Assigned task A:
List every person named in the passage about Marion Skidmore, including the photo credit.
Assigned task B:
Using the passage about Marion Skidmore, decide whether each statement agrees with it: (i) Marion Skidmore had two children. (ii) The camp sessions at Cassadaga lake lasted a single day. (iii) The Skidmores were original stockholders of the Cassadaga Lake Free Association.
Assigned task C:
Write a continuation of the passage about Marion Skidmore and the Lily Dale Assembly, picking up after its final sentence.

Document excerpt:
The Marion Skidmore Library, Lily Dale, New York.  Photo courtesy of Rosanne L. Higgins

One such woman is Marion Skidmore.  She was the wife of a builder and the daughter of William Johnson, one of the first Mesmerists in Laona, New York, where the earliest of the Free Thinkers in the state gathered.  Marion lost her only two children, one in infancy and the other as a young woman.  After the death of her older daughter, Marion and her husband, Thomas J. Skidmore, became very focused on Spiritualism.  They were among the original stockholders of the Cassadaga Lake Free Association, the organization that gave rise to what is now the Lily Dale Assembly.  What started out as weekly demonstrations of mesmerism in a small church in Laona evolved into week long camp sessions at nearby Cassadaga lake, where like-minded people came to practice and discuss other forms of mediumship.

Recorded data:
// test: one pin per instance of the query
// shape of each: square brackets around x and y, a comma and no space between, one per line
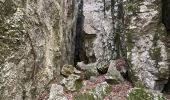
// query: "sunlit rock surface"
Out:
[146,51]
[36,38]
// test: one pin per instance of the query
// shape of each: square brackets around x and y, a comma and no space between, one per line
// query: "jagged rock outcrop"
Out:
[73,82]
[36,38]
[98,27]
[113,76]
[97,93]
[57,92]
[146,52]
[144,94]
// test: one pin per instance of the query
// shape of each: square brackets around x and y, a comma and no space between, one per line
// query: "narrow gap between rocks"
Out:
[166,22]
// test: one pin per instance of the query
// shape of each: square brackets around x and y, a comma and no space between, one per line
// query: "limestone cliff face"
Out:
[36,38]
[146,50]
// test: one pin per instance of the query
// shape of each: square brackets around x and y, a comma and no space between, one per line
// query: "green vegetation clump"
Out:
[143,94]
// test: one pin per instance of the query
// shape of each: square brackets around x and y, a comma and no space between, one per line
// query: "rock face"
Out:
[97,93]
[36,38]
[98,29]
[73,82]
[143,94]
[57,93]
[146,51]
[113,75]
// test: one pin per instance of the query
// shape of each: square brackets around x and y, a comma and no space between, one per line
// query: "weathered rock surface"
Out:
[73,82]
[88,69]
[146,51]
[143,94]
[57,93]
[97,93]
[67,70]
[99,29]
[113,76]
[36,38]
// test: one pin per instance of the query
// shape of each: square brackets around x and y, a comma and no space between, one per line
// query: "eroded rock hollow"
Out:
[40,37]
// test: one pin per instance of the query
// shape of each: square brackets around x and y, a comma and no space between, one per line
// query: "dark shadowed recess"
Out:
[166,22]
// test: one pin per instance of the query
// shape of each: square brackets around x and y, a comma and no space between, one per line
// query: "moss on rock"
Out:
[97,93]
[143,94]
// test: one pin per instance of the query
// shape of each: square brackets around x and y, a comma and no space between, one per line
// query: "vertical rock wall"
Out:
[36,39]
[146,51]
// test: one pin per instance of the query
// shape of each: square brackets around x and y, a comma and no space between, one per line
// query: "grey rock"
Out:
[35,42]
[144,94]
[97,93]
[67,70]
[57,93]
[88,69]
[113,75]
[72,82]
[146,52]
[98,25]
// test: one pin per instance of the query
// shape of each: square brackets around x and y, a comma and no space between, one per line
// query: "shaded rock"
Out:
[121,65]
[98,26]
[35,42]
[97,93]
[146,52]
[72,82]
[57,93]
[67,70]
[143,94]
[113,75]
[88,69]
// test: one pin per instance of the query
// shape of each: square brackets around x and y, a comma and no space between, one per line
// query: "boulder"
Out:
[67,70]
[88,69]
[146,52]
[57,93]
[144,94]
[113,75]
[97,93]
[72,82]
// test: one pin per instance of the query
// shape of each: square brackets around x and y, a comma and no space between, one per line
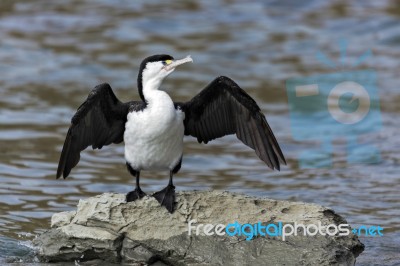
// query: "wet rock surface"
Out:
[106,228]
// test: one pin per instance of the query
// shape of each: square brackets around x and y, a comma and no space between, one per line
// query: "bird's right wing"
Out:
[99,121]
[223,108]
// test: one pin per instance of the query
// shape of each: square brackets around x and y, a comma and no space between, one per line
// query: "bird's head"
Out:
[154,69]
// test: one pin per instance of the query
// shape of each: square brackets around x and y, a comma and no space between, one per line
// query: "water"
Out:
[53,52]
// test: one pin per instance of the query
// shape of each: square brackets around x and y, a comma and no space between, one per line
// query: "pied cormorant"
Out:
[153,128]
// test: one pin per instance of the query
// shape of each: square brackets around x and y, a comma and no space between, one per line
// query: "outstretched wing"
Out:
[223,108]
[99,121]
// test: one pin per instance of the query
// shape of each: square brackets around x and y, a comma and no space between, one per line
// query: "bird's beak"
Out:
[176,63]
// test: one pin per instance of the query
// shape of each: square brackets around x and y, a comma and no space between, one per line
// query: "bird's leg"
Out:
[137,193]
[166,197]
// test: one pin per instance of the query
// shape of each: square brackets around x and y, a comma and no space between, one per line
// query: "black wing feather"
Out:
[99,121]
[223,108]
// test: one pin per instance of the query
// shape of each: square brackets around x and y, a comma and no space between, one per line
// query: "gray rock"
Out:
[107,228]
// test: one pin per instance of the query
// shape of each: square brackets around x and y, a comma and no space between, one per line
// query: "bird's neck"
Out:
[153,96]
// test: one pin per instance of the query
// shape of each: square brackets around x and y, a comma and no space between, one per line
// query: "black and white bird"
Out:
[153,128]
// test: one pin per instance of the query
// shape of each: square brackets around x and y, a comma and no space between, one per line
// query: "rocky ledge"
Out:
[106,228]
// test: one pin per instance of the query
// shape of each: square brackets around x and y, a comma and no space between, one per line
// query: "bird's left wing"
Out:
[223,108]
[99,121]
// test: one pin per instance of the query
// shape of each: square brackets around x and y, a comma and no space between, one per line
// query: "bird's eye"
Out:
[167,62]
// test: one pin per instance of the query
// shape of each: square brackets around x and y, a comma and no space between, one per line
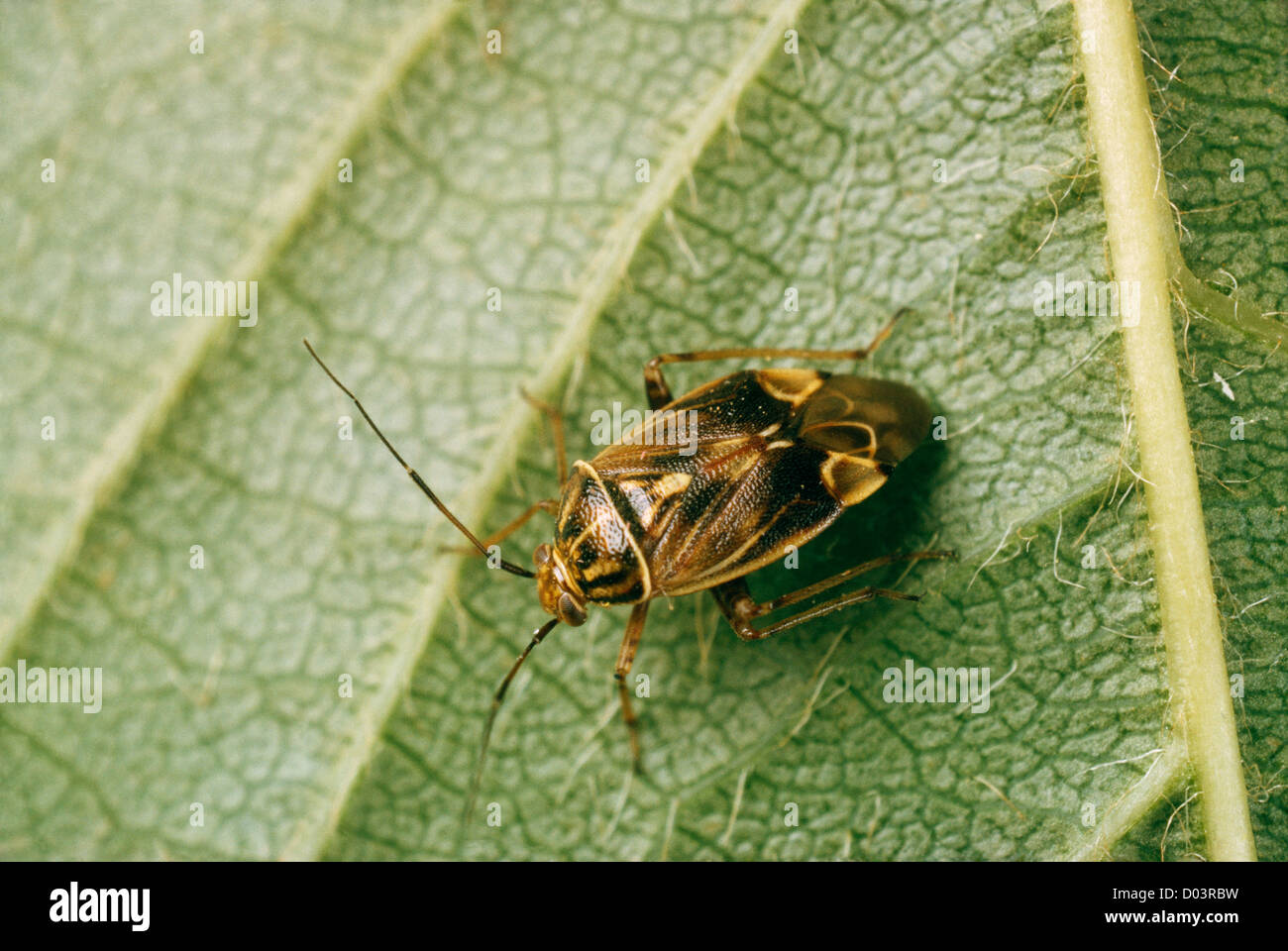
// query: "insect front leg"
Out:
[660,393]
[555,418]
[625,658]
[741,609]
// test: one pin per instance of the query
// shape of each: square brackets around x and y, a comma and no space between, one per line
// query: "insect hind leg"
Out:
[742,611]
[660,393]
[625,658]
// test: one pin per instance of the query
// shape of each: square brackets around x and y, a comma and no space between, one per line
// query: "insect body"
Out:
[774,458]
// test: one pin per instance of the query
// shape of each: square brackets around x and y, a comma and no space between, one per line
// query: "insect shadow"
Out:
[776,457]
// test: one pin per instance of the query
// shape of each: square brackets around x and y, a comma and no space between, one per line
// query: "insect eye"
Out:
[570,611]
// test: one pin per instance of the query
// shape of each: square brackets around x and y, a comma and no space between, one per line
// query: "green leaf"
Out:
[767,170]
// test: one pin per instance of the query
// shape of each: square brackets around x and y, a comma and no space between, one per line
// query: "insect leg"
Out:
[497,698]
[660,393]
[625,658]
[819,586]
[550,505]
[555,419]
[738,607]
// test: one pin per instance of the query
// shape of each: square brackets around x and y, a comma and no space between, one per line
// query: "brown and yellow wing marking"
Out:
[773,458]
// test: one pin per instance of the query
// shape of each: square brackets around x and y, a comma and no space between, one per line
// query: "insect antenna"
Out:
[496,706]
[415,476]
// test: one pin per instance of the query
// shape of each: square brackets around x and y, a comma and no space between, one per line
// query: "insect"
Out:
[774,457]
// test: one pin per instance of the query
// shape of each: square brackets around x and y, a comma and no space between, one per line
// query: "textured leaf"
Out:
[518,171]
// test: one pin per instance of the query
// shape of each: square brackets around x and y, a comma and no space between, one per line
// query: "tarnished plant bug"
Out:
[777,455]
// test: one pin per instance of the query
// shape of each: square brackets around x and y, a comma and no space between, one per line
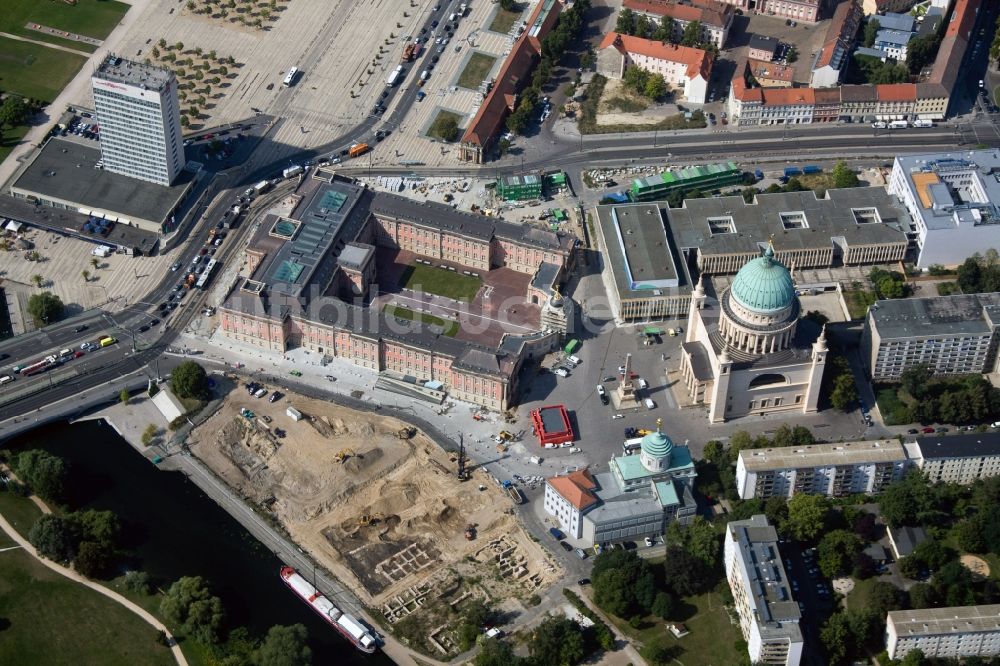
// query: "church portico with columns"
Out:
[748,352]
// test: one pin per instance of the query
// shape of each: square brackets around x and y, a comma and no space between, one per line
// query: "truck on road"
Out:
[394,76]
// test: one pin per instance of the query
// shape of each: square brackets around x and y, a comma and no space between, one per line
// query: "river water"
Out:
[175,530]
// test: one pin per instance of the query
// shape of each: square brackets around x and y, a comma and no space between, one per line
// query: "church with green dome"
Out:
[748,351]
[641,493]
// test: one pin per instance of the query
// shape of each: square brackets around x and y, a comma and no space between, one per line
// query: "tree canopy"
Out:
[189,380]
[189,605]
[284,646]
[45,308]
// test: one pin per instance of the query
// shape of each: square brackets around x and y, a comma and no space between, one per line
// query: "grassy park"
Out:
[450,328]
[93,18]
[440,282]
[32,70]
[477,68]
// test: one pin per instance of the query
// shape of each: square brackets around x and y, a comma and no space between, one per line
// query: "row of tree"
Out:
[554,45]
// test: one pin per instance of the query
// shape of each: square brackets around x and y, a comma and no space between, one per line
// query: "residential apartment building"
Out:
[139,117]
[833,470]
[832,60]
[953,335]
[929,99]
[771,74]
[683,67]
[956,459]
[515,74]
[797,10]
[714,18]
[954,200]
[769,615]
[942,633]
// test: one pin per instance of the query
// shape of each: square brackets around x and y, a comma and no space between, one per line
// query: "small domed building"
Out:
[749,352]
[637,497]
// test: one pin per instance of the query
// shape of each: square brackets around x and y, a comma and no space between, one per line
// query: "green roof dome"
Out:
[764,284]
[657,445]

Exercise output A:
Rosanne L. Higgins, Marion Skidmore, William Johnson, Thomas J. Skidmore

Exercise output B:
(i) Yes: "Marion lost her only two children, one in infancy and the other as a young woman."
(ii) No: "evolved into week long camp sessions at nearby Cassadaga lake"
(iii) Yes: "They were among the original stockholders of the Cassadaga Lake Free Association"

Exercise output C:
Marion Skidmore poured all the love she could not bestow on her daughters into the Spiritualist community in Cassadaga.  Under her influence and guidance, the lakeside retreat transitioned from a summer camp to a community of year-round residents.  She actively participated in every aspect of its growth from the planting of flowers and trees to the establishment of a public library and school.  She was also organizer and President of the Cassadaga Women’s Suffrage Club and was an officer in the Chautauqua County Political Equality Club.  In 1894 she represented both clubs in Washington D.C. at the National Women’s Suffrage Association conference.
Early Spiritualists called themselves Free Thinkers, and the members of the Cassadaga Lake Free Association dedicated their camp to free speech, free thought and free investigation.  Both men and women believed in the enfranchisement of women.  This kind of progressive thinking was unusual for the time period.  The woman’s suffrage movement found a home in Lily Dale, and hosted Women’s Days each year which attracted suffragists from all over the country.  Leaders in the movement including Susan B. Anthony, Elizabeth Cady Stanton, and Elizabeth Lowe Watson visited there often to participate in these events.  These women devoted their lives to woman’s suffrage, the Temperance movement and the abolition of slavery and found thousands of like-minded women warriors in Lily Dale. Elizabeth Lowe Watson gave a speech in June of 1880, opening day, dedicating the grounds to free thought, free speech, and free investigation for all time.


Women's Suffrage Tent, Lily Dale, NY, ca. 1893.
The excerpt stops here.